**Provided material**
[start]

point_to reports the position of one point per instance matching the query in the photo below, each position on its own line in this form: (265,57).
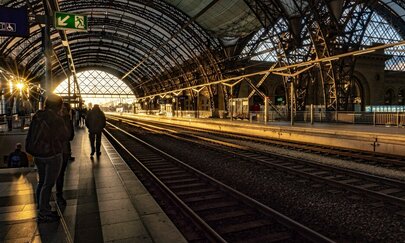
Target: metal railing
(342,117)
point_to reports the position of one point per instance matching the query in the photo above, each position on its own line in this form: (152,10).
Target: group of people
(48,140)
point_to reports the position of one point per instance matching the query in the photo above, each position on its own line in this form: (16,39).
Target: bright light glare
(20,86)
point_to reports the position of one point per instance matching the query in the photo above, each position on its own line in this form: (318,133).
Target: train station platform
(105,201)
(379,139)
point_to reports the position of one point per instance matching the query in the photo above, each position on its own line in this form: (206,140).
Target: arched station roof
(156,45)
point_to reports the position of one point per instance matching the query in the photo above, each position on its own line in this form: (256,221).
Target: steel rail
(286,221)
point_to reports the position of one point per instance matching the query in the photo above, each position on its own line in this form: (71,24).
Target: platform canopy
(160,45)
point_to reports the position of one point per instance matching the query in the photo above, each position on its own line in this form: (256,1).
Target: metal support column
(47,45)
(266,109)
(292,102)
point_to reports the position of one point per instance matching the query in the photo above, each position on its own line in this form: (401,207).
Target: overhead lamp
(20,86)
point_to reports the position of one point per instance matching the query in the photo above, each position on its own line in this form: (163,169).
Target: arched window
(98,87)
(401,96)
(389,97)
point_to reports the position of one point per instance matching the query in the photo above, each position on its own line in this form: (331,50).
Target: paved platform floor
(105,203)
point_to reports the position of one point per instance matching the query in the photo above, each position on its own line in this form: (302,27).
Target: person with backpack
(45,138)
(17,158)
(66,154)
(95,122)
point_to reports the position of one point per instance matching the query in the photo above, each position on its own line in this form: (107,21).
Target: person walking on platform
(95,122)
(44,141)
(66,154)
(17,158)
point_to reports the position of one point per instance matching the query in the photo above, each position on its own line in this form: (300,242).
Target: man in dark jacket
(66,153)
(50,164)
(95,122)
(17,158)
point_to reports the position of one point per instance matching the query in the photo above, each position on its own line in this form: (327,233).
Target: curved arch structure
(160,45)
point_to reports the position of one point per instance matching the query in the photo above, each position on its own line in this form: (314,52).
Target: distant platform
(379,139)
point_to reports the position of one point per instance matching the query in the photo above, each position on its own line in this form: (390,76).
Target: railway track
(222,213)
(370,158)
(379,188)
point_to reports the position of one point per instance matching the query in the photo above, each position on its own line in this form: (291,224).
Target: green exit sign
(71,21)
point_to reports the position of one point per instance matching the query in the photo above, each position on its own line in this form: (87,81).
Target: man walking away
(17,158)
(44,141)
(66,154)
(95,122)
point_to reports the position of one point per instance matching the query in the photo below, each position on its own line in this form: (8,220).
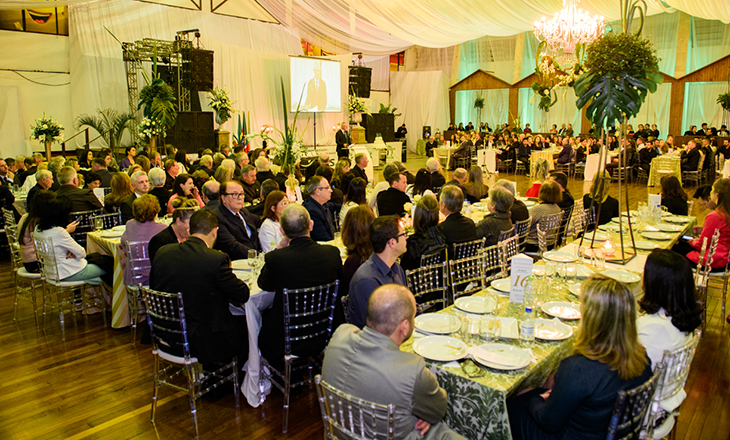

[end]

Starting with the line that contains "this form: (291,224)." and continuing through the end of the entries, reproduce every line with requests included, and offset each coordinate in the answers by adding 60 to it. Omit the pictures from your output.

point_to reports the position of one point per instance matching the query in the photo above, each position on its own line in this form: (291,224).
Target: green exit sign
(131,81)
point_to reports the position of one point per instance matching the query in the photo above, each position on its own line in this form: (87,81).
Target: man walking away
(77,218)
(104,201)
(126,214)
(155,182)
point_to reports the position of one point per instance matching the query in the photo below, each position on its own line in this form: (8,220).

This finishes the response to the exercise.